(Dataset entries)

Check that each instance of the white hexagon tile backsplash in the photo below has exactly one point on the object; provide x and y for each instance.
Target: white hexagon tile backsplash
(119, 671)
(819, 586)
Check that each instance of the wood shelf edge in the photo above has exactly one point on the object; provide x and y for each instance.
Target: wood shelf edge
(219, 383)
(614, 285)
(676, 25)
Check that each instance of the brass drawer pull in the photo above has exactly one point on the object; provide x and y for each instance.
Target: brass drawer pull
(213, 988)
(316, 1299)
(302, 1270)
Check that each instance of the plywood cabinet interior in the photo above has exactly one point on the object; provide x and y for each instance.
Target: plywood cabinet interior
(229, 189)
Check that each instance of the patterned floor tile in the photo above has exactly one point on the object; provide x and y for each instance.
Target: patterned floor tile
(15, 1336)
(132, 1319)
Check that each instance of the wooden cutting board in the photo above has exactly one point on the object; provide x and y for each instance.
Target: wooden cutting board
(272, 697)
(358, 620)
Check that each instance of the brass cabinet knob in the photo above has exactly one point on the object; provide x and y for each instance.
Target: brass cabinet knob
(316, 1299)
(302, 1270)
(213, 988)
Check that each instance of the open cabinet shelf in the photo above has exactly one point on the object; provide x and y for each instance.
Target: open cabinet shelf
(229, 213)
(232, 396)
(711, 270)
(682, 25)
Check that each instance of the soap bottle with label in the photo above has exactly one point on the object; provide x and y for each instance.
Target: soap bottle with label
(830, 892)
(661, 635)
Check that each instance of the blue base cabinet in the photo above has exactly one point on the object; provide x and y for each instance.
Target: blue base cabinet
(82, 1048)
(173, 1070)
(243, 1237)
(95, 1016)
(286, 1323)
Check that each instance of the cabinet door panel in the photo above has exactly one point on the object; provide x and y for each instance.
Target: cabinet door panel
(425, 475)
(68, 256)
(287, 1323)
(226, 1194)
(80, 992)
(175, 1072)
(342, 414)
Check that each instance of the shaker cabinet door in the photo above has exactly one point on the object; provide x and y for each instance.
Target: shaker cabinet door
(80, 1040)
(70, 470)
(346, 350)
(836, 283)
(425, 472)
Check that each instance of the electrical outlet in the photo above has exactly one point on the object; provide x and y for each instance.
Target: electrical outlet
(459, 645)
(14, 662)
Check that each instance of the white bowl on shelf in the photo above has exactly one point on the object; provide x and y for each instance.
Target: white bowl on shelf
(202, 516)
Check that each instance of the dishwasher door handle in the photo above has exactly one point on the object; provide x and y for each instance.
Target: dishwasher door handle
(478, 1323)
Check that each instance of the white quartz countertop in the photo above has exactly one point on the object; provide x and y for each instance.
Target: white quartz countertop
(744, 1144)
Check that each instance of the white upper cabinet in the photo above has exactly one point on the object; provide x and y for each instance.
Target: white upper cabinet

*AIM OF THE TASK*
Keep only the lines from the one containing "Check that each instance of the white bowl" through the final line of the records, and transcribe them exactly.

*SOLUTION TO THIS EXERCISE*
Check that each instance of the white bowl on shelf in the photo above has exactly one point on the object; provide x and y for each instance.
Target: white bowl on shelf
(202, 516)
Check that each instance of the dishwasher door handle in the photo above has exactly one point on the object; provide x and y for each instance.
Target: dishwasher door handle
(478, 1323)
Check that each instance of the white quartz countertop in the photo above has exactly one point on the object; provide x and y for each instance.
Target: white quartz countertop
(744, 1144)
Check that each instance of the white upper cabinet in the photo above has exactly one point on the object; provide x and y for each instance.
Target: white upper cabinet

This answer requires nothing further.